ACTIVITY: Copy out the data in full, keeping each line exactly as it reads.

(Dataset entries)
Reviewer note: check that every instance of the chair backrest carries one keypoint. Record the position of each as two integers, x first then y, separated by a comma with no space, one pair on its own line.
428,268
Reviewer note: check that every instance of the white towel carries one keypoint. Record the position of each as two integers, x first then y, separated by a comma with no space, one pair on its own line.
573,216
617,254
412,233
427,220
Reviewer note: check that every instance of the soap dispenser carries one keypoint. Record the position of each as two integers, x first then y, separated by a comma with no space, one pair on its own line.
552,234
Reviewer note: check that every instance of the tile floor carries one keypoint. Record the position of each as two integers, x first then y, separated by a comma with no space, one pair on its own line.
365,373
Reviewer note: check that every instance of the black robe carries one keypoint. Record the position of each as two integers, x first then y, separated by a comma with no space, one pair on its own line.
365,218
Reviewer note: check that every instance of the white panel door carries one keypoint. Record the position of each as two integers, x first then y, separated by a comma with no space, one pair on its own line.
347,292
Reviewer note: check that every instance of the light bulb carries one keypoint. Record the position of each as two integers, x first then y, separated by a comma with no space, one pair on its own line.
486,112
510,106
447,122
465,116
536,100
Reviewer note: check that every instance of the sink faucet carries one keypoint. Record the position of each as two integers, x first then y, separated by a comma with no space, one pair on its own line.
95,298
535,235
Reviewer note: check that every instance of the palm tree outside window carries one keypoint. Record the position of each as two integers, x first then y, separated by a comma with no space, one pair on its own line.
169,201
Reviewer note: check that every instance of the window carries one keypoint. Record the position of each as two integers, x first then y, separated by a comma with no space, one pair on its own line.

ANSWER TO THIS TASK:
Reviewer note: check that every instance of the chair backrest carries one keypoint. Record the position of each as two integers, x first then y, separated by a comma with no space, one pair on its own line.
428,268
Reviewer note: check that every instance of the white towel carries one keypoint. Record the position of each as two integers, x first then y, separated by a comma with no space, one pair on its own line.
573,216
617,254
412,233
427,220
Reviewer note: check that every instance of the soap dispenser carries one keypoint. Record the position of each as two integers, x first then y, separated by a comma with no space, one pair on its own line.
552,234
Reviewer note: check that every instance of the tile floor carries one keypoint. Record the position of each as two integers, x first then y, separated by a comma with no space, one pair on its own line.
365,373
Reviewer note: check that every instance of the black robe carries one keypoint. Record the position of each as two integers, x first then y, separated by a comma with no space, one pair on its own line.
365,218
Reviewer note: check that every instance of the white panel door carries one keypoint. Record the position of each as two integers, x first then y, separated by a comma with no space, one pair on its own line.
347,292
Reviewer note: check that every instance of the light bulb carries one keypoint. Record the position of each as two integers, x first then y, separated by a comma with no space, one pair on its own line.
486,112
510,106
447,122
465,116
536,100
Reviewer note: check that every instance of the sink faucet carries one keypoint. Record the position of each as two integers, x first then y, separated by a comma with no space, one pair on its own line.
95,298
535,235
Reviewer note: check that every instance of the palm tree outside window carries one keypoint. Record the position of each as two integers, x first then y, separated by a comma with no space, one pair on its own line.
169,201
Reviewer note: check that every instance of the window carries one keypoint. Record the position of each as two integers, x first then y, separated by a comma with no space, one pair on its own line.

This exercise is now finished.